What the task asks => Restate the records that follow word for word; no pictures should appear.

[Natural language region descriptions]
'''
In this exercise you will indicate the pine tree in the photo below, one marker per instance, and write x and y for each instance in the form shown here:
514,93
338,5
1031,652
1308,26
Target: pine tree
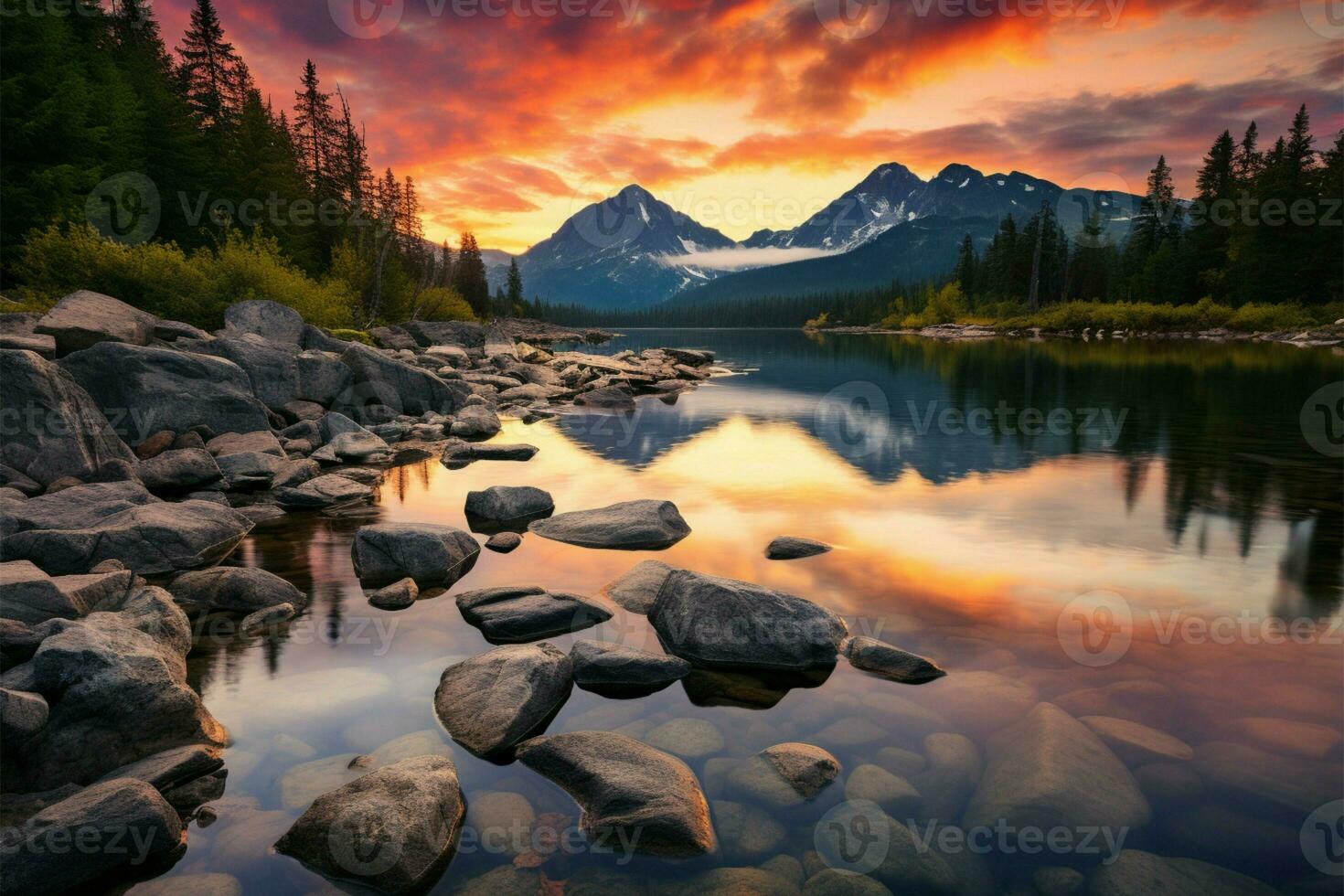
210,69
515,288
'''
Written reply =>
In this exercise you will indicate the pine tree in the photo below, one marker per instance, and write x and y for each instance in the form shown here:
514,93
338,5
1031,652
1308,26
Target: pine tree
210,69
515,288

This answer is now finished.